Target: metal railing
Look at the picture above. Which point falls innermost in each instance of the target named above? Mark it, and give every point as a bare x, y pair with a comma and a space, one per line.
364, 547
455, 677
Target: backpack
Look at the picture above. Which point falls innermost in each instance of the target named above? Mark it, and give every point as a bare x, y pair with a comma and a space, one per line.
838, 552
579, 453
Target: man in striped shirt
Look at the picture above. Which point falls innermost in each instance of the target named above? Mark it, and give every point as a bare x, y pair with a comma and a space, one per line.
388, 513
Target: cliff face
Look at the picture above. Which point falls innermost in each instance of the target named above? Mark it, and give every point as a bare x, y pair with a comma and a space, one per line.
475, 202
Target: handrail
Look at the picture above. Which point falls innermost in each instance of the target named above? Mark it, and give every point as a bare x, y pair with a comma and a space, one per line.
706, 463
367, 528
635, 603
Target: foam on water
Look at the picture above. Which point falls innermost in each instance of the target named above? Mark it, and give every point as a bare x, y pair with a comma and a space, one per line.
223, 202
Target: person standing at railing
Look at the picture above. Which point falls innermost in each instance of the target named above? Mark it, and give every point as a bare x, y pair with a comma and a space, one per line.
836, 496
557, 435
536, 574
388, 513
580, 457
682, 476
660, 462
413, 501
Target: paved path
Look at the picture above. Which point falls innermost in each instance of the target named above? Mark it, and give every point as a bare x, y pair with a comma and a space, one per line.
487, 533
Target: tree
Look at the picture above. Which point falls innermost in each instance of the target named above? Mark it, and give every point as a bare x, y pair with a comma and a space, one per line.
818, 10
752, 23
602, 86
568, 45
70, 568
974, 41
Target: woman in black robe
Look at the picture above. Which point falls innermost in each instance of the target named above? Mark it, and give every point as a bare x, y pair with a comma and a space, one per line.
-=-=-
• [Task to carry out]: Using the material above, output each line exactly as it appears.

• [Answer space]:
Target: metal railing
Look at the picture above. Which point falls innermost in each instance of the target named above? Mark it, and give every point as a bare x, y pair with a comma and a space, one per line.
364, 547
455, 677
Target: backpack
Look at the picture above. Which point falls innermost in each instance of the target named above? Mark it, and give every point as a bare x, y pair with a comma and a space, one per line.
838, 552
579, 453
Target: man in striped shirt
Look at the picture above. Which point falls innermost in each instance of the target named above? Mark it, and give every point as a bare x, y pair with a comma and a space, one per line.
388, 513
Target: cliff face
Look at the picture above. Which point falls innermost in each instance of the target named above? Mark it, and give every point as a bare x, y pair with a comma and a space, one per line.
475, 202
Target: handrail
Look at the picture above. Which point falls innermost in each instance of the target named above? Mark it, and give every point as a bare x, y pair with a comma and a space, one per line.
706, 463
367, 528
635, 603
Target: foam on water
Look at the picture above. Which point falls innermost in each instance of the target named above? Mark it, and give every point as a bare x, y pair with a comma and a space, one per line.
223, 202
Target: person standing at railing
Look at the picture above. Which point falls innermost in each instance of the target named above? Mark it, and give every point as a bare x, y pair with a comma and a space, one per line.
836, 496
557, 435
536, 574
388, 513
580, 457
682, 476
660, 462
413, 501
Target: paved path
Look at the picture above. Which point falls innermost in each instance of the target named above? Mark it, and give every point as a bare x, y pair with a comma and a space, one per line.
487, 533
Target: tree
Look at the picture above. Which point falls innermost in each instance of the target named above? Mark it, and give every point as a bare x, y pair with a comma and a space, one per line.
818, 10
752, 23
602, 86
568, 45
70, 568
974, 41
Target: woman in black robe
Look at the picture above. Which point falls innermost in each instance of the target named above? Mark it, and give every point as a bare x, y pair with a comma and a space, one per line.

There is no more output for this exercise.